TASK DIRECTIONS:
Only lines containing the string "shoe" belong in the answer; copy all of them from the entries.
**** AVAILABLE RECORDS ****
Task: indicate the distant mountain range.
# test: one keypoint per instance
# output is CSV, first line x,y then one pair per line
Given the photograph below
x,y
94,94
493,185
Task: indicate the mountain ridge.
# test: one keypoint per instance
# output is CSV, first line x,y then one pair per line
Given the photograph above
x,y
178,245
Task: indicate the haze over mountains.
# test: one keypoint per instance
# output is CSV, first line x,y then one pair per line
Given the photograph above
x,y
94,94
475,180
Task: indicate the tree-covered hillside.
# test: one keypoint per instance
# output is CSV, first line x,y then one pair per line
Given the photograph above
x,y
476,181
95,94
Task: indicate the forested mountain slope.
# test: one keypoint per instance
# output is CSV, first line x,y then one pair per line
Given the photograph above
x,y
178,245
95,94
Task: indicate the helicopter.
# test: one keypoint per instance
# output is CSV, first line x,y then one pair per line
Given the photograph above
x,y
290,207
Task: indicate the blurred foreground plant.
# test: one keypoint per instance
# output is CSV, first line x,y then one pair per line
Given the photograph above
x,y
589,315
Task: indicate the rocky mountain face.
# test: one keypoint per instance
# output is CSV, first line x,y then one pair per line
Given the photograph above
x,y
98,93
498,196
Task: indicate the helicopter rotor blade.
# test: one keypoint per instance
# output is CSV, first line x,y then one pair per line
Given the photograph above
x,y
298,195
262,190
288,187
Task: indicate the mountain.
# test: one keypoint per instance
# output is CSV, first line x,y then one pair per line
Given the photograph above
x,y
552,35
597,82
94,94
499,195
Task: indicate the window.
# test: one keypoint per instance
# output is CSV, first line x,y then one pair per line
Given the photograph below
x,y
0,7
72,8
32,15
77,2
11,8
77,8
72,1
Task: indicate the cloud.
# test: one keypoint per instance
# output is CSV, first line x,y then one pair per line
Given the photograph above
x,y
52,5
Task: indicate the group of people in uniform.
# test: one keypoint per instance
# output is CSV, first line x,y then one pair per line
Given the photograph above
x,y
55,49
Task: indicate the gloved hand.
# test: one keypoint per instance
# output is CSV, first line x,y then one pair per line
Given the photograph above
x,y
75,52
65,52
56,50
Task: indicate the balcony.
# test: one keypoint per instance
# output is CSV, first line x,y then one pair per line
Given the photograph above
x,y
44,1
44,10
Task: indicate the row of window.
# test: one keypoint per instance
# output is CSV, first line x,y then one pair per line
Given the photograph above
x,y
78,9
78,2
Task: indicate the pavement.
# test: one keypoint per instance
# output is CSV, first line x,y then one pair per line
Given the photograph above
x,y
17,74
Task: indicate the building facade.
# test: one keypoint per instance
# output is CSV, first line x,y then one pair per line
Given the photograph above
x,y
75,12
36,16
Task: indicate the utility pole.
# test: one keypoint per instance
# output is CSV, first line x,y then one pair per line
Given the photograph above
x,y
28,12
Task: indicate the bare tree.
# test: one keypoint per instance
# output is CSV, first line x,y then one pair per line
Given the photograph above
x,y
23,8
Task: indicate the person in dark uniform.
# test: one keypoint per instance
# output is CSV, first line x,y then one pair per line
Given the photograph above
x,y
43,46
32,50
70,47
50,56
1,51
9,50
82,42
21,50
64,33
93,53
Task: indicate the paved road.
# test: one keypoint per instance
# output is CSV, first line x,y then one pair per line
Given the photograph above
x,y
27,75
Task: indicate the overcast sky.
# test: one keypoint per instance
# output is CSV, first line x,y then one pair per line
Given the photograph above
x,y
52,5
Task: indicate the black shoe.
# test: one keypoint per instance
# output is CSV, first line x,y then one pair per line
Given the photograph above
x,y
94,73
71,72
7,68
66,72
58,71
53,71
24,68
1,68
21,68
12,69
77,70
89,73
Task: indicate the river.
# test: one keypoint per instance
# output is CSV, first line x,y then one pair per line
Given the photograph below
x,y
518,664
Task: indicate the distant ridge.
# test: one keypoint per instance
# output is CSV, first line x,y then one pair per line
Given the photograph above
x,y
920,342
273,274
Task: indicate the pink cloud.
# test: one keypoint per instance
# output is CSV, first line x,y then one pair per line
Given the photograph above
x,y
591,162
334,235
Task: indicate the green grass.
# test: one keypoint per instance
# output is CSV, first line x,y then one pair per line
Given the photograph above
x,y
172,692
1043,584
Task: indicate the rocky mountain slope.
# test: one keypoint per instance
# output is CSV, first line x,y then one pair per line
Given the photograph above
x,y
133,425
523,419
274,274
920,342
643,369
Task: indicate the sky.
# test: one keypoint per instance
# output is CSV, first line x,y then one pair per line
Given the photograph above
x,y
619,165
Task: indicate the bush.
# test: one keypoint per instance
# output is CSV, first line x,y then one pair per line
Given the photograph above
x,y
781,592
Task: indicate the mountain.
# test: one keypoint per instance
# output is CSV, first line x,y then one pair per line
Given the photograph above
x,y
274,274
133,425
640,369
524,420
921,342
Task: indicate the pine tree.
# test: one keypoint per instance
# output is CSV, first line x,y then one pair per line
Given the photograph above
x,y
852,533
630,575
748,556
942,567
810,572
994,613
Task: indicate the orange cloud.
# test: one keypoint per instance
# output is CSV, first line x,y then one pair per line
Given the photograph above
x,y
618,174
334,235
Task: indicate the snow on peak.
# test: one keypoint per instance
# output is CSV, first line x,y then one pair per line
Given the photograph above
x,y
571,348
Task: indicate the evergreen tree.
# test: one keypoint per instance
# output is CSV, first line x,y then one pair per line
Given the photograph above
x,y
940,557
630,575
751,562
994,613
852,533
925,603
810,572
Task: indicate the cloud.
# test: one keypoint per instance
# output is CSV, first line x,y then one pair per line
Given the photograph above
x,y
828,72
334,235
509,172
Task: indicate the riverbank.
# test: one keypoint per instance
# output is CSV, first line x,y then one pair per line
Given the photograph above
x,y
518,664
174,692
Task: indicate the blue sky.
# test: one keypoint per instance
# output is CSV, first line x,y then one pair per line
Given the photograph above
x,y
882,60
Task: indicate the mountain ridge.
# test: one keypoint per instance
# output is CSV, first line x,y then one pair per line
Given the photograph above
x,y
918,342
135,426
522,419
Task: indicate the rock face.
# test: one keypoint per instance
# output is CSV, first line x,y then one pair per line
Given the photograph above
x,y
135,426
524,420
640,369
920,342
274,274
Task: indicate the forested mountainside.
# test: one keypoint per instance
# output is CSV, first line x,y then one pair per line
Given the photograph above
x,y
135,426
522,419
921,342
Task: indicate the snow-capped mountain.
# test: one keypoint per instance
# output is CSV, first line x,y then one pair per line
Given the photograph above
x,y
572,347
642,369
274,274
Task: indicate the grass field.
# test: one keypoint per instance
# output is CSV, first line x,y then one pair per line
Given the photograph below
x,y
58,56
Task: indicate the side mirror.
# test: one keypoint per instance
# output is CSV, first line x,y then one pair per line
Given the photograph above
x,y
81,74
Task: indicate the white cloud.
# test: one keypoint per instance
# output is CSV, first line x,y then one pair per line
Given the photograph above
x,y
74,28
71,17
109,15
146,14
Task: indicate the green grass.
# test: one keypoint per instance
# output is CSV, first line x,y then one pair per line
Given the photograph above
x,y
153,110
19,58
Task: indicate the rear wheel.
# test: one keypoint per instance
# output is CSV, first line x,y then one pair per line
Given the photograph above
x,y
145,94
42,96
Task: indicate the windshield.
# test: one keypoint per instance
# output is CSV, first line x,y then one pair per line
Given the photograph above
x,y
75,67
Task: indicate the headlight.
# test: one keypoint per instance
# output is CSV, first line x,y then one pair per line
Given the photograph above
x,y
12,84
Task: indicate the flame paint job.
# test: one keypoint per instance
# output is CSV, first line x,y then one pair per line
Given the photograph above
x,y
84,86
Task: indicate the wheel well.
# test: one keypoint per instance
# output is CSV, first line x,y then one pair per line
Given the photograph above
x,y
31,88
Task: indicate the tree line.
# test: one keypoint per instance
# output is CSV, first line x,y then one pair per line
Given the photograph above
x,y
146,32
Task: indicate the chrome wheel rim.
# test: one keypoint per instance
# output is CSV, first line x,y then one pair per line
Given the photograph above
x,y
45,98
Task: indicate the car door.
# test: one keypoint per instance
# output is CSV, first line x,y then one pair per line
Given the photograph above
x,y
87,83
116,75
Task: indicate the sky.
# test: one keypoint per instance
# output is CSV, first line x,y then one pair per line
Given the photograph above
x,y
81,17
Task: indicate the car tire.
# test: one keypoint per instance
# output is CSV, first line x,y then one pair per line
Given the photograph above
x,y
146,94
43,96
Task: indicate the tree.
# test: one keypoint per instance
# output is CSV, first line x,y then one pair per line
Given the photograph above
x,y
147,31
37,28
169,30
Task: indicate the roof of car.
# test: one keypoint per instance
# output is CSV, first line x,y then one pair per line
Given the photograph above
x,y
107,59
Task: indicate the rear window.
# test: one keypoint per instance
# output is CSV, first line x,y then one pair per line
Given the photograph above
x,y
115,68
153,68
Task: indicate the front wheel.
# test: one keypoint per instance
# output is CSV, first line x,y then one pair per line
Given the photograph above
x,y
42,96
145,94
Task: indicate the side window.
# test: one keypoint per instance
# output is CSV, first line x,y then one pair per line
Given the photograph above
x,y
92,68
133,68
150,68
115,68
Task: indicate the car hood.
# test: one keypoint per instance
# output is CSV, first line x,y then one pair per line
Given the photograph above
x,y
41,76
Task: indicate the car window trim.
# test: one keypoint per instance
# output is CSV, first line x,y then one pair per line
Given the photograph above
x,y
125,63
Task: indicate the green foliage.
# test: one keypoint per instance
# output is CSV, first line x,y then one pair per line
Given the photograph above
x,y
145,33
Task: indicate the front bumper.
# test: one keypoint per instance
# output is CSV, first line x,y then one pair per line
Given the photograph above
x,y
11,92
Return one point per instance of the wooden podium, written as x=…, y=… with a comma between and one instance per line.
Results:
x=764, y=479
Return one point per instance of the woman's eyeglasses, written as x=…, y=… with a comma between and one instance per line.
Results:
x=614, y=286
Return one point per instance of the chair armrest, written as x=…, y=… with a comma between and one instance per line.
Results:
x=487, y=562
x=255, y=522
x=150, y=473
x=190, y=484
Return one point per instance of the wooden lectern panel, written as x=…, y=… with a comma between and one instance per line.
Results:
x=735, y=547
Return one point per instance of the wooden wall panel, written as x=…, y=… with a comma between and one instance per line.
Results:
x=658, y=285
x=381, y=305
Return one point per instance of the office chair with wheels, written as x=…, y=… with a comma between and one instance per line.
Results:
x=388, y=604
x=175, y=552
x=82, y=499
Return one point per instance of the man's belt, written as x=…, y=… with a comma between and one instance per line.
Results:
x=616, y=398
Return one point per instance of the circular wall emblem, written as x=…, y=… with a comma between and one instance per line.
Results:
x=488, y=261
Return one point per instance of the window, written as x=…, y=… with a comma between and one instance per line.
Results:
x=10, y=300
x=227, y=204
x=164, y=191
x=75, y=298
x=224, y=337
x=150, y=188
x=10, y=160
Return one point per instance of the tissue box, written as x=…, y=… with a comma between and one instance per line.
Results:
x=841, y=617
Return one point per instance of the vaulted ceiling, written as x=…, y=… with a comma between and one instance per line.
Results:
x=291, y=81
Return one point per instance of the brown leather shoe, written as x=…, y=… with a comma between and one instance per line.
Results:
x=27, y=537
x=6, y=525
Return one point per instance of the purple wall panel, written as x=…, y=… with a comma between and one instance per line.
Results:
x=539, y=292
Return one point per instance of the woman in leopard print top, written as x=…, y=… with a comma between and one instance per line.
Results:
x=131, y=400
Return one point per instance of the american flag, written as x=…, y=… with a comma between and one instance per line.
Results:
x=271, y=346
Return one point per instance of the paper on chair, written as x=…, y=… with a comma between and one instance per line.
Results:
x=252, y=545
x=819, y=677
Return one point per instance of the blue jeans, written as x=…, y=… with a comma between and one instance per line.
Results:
****
PROBLEM SOLUTION:
Task: indicate the black shoe.
Return one point per instance of the brown leather shoe, written as x=…, y=… with a comma between and one instance per line.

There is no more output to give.